(ASSIGNED TASK):
Reproduce the whole listing exactly, omitting any picture it holds.

(RECORDS TO USE):
■ ■ ■ ■

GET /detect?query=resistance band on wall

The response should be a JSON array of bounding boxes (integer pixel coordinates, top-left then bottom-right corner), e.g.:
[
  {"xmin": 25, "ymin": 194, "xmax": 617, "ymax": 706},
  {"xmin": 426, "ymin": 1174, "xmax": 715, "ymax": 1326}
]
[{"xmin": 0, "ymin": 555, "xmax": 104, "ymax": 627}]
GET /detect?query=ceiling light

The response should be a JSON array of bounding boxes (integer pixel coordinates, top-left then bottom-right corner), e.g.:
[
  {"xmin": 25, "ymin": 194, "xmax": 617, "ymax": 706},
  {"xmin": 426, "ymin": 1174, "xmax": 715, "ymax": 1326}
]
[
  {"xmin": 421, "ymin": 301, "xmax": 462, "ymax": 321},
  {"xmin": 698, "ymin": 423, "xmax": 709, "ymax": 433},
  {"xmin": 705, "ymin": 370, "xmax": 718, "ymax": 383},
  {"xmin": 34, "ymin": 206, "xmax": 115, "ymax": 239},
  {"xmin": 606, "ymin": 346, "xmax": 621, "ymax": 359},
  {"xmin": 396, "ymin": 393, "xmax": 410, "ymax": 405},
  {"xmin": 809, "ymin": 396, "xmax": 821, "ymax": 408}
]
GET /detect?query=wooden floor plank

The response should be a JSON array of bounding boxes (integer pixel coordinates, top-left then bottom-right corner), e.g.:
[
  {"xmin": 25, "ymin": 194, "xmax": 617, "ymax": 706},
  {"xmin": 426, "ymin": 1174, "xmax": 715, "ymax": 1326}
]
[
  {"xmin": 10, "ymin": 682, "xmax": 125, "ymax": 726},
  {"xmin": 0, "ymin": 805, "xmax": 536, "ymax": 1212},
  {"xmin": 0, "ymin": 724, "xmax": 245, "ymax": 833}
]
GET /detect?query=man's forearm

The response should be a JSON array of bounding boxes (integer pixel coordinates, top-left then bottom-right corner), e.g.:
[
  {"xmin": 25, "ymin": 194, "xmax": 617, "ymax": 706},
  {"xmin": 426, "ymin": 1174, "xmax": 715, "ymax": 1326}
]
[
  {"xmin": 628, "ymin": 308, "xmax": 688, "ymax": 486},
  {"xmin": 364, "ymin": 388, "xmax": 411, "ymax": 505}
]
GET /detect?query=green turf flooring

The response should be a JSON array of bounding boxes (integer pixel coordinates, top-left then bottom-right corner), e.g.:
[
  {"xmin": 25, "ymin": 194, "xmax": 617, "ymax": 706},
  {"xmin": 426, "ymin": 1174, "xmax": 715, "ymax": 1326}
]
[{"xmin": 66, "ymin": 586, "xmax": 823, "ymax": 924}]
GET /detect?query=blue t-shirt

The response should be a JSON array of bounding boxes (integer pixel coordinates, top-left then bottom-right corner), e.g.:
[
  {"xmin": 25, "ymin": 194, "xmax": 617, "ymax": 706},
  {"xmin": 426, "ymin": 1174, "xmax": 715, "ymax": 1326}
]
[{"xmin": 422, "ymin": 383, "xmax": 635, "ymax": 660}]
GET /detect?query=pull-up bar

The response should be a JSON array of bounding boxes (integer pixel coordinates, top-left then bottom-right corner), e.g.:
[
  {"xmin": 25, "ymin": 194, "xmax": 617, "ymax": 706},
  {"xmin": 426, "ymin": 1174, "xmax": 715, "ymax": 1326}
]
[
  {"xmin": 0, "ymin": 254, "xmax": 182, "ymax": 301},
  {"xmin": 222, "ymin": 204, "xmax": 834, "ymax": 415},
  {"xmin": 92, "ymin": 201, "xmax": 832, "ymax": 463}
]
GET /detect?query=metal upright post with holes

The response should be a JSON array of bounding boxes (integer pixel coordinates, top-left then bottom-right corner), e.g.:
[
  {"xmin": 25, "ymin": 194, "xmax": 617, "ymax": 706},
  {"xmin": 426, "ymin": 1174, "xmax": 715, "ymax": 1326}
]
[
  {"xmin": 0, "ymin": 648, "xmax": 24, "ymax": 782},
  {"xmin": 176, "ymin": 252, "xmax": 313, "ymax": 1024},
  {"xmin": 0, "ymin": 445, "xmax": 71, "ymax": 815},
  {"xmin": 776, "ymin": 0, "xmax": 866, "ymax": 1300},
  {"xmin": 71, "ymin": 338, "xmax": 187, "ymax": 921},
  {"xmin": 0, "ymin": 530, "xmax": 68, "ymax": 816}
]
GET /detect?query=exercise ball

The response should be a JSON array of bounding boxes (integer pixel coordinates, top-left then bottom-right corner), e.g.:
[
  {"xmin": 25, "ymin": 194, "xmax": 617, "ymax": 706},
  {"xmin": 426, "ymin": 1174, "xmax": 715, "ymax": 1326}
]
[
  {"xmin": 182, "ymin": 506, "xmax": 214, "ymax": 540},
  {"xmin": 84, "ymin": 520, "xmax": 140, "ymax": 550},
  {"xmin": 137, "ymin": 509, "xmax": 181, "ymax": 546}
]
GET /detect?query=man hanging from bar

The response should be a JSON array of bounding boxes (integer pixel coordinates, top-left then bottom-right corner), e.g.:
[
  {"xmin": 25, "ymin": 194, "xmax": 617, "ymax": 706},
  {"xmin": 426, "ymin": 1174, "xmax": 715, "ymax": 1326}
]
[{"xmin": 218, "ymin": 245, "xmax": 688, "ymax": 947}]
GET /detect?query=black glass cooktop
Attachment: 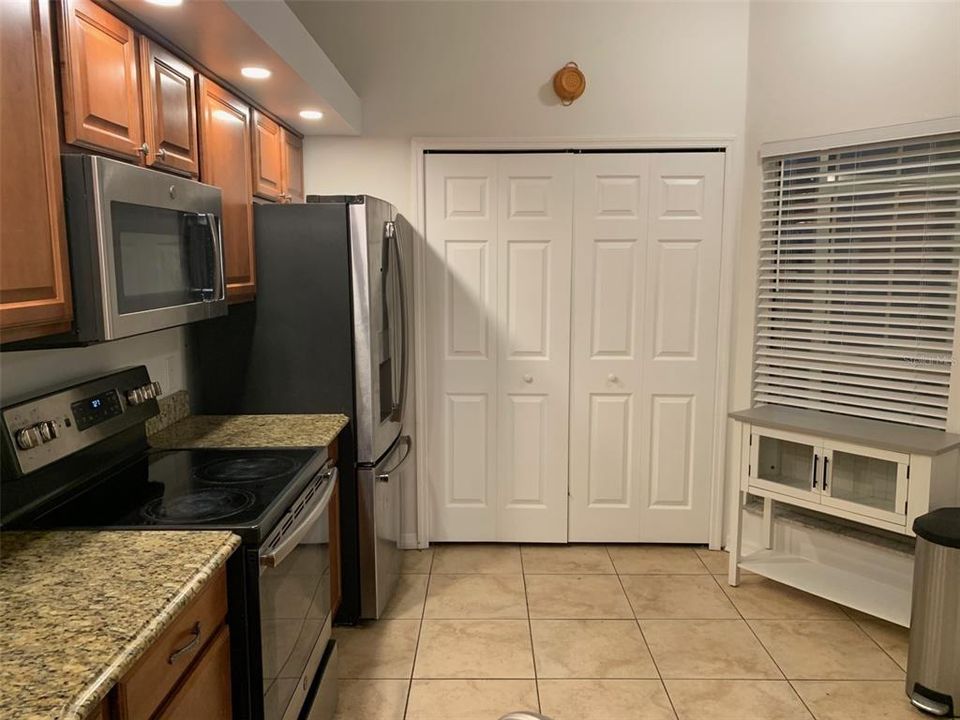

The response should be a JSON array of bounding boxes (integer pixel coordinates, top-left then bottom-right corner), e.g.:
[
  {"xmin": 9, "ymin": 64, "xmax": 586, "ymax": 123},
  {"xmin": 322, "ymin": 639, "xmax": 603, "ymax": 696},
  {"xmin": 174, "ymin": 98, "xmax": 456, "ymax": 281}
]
[{"xmin": 29, "ymin": 448, "xmax": 323, "ymax": 543}]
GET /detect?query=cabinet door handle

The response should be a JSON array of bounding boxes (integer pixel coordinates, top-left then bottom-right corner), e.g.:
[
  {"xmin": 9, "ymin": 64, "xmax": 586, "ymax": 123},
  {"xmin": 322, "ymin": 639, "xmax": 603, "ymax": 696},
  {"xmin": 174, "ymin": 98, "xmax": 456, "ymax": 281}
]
[
  {"xmin": 137, "ymin": 142, "xmax": 150, "ymax": 156},
  {"xmin": 156, "ymin": 147, "xmax": 166, "ymax": 159},
  {"xmin": 812, "ymin": 454, "xmax": 819, "ymax": 490},
  {"xmin": 167, "ymin": 622, "xmax": 201, "ymax": 664},
  {"xmin": 822, "ymin": 456, "xmax": 829, "ymax": 491}
]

■ ■ ■ ■

(TASK RESULT):
GET /detect?query=resistance band on wall

The response should be a JSON array of bounding boxes (integer pixel coordinates, top-left then bottom-right corner), e.g.:
[
  {"xmin": 25, "ymin": 194, "xmax": 617, "ymax": 706},
  {"xmin": 426, "ymin": 1174, "xmax": 715, "ymax": 1326}
]
[{"xmin": 0, "ymin": 555, "xmax": 104, "ymax": 627}]
GET /detect?query=ceiling light

The response should be a JSON array of bounding boxes (integer pixel coordinates, top-left then bottom-right corner), e.g.:
[
  {"xmin": 25, "ymin": 194, "xmax": 617, "ymax": 706},
  {"xmin": 426, "ymin": 1174, "xmax": 715, "ymax": 1326}
]
[
  {"xmin": 421, "ymin": 301, "xmax": 462, "ymax": 321},
  {"xmin": 698, "ymin": 423, "xmax": 709, "ymax": 433},
  {"xmin": 705, "ymin": 370, "xmax": 718, "ymax": 383},
  {"xmin": 34, "ymin": 206, "xmax": 115, "ymax": 239},
  {"xmin": 606, "ymin": 346, "xmax": 621, "ymax": 359},
  {"xmin": 396, "ymin": 393, "xmax": 410, "ymax": 405},
  {"xmin": 809, "ymin": 396, "xmax": 821, "ymax": 408}
]
GET /detect?query=wooden floor plank

The response should be a JSON array of bounding boxes (integer pixel coordinates, top-left then bottom-right corner), e.g.:
[
  {"xmin": 25, "ymin": 194, "xmax": 617, "ymax": 706},
  {"xmin": 426, "ymin": 1174, "xmax": 715, "ymax": 1326}
]
[
  {"xmin": 10, "ymin": 682, "xmax": 125, "ymax": 726},
  {"xmin": 0, "ymin": 805, "xmax": 536, "ymax": 1212},
  {"xmin": 0, "ymin": 724, "xmax": 245, "ymax": 833}
]
GET /detect?query=man's forearm

The response should be a JSON array of bounding boxes (integer pixel coordinates, top-left then bottom-right corner), e.g.:
[
  {"xmin": 25, "ymin": 194, "xmax": 617, "ymax": 706},
  {"xmin": 426, "ymin": 1174, "xmax": 715, "ymax": 1326}
]
[
  {"xmin": 628, "ymin": 308, "xmax": 688, "ymax": 486},
  {"xmin": 364, "ymin": 388, "xmax": 411, "ymax": 505}
]
GET /detect?query=green turf flooring

The response should be a JSON array of bounding boxes (integer pixel coordinates, top-left then bottom-right corner), e.g.:
[
  {"xmin": 25, "ymin": 194, "xmax": 617, "ymax": 706},
  {"xmin": 426, "ymin": 1174, "xmax": 715, "ymax": 1326}
]
[{"xmin": 66, "ymin": 586, "xmax": 823, "ymax": 924}]
GET /detect?query=blue t-shirt

The response should be a JSON array of bounding boxes (integer pixel coordinates, top-left then bottom-right corner), e.g.:
[
  {"xmin": 25, "ymin": 194, "xmax": 617, "ymax": 706},
  {"xmin": 426, "ymin": 1174, "xmax": 715, "ymax": 1326}
]
[{"xmin": 422, "ymin": 383, "xmax": 635, "ymax": 660}]
GET /detect?query=pull-up bar

The response should be a JSON array of bounding boxes (integer pixel coordinates, top-left then bottom-right corner), e.g.:
[
  {"xmin": 25, "ymin": 194, "xmax": 617, "ymax": 706},
  {"xmin": 426, "ymin": 1174, "xmax": 715, "ymax": 1326}
]
[
  {"xmin": 0, "ymin": 254, "xmax": 182, "ymax": 301},
  {"xmin": 222, "ymin": 204, "xmax": 834, "ymax": 415},
  {"xmin": 92, "ymin": 201, "xmax": 832, "ymax": 463}
]
GET /detect?query=metal upright post with holes

The response should be a JSON array of bounding boxes (integer pixel coordinates, top-left then bottom-right corner), e.g.:
[
  {"xmin": 25, "ymin": 194, "xmax": 617, "ymax": 706},
  {"xmin": 426, "ymin": 1174, "xmax": 715, "ymax": 1326}
]
[
  {"xmin": 0, "ymin": 648, "xmax": 24, "ymax": 782},
  {"xmin": 176, "ymin": 252, "xmax": 313, "ymax": 1024},
  {"xmin": 0, "ymin": 445, "xmax": 71, "ymax": 815},
  {"xmin": 776, "ymin": 0, "xmax": 866, "ymax": 1300},
  {"xmin": 71, "ymin": 338, "xmax": 187, "ymax": 921},
  {"xmin": 0, "ymin": 530, "xmax": 68, "ymax": 816}
]
GET /detect?query=exercise ball

The response should be a JSON array of bounding boxes (integer pixel coordinates, top-left then bottom-right corner), e.g.:
[
  {"xmin": 25, "ymin": 194, "xmax": 617, "ymax": 706},
  {"xmin": 426, "ymin": 1174, "xmax": 715, "ymax": 1326}
]
[
  {"xmin": 182, "ymin": 506, "xmax": 214, "ymax": 540},
  {"xmin": 84, "ymin": 520, "xmax": 140, "ymax": 550},
  {"xmin": 137, "ymin": 509, "xmax": 181, "ymax": 546}
]
GET /detect?query=man hanging from bar

The response should be a JSON array of bounding boxes (integer pixel coordinates, top-left then bottom-right corner), e.g.:
[
  {"xmin": 25, "ymin": 194, "xmax": 617, "ymax": 706},
  {"xmin": 426, "ymin": 1174, "xmax": 715, "ymax": 1326}
]
[{"xmin": 218, "ymin": 245, "xmax": 688, "ymax": 947}]
GET /detect?query=black glass cooktop
Attachment: 

The response should be a JSON array of bounding boxes (integer pixel coordinates, top-left then bottom-right corner), e.g.:
[
  {"xmin": 9, "ymin": 64, "xmax": 586, "ymax": 123},
  {"xmin": 322, "ymin": 639, "xmax": 603, "ymax": 696},
  {"xmin": 174, "ymin": 98, "xmax": 456, "ymax": 281}
]
[{"xmin": 29, "ymin": 448, "xmax": 323, "ymax": 543}]
GET /detect?query=cabinet door handle

The response should be a JSON array of bounding boxes (integer pixel coordinates, top-left then bottom-right corner), e.g.:
[
  {"xmin": 9, "ymin": 64, "xmax": 586, "ymax": 123},
  {"xmin": 322, "ymin": 639, "xmax": 603, "ymax": 696},
  {"xmin": 174, "ymin": 98, "xmax": 456, "ymax": 281}
]
[
  {"xmin": 137, "ymin": 142, "xmax": 150, "ymax": 156},
  {"xmin": 156, "ymin": 147, "xmax": 166, "ymax": 159},
  {"xmin": 812, "ymin": 454, "xmax": 819, "ymax": 490},
  {"xmin": 167, "ymin": 622, "xmax": 201, "ymax": 664},
  {"xmin": 822, "ymin": 456, "xmax": 829, "ymax": 491}
]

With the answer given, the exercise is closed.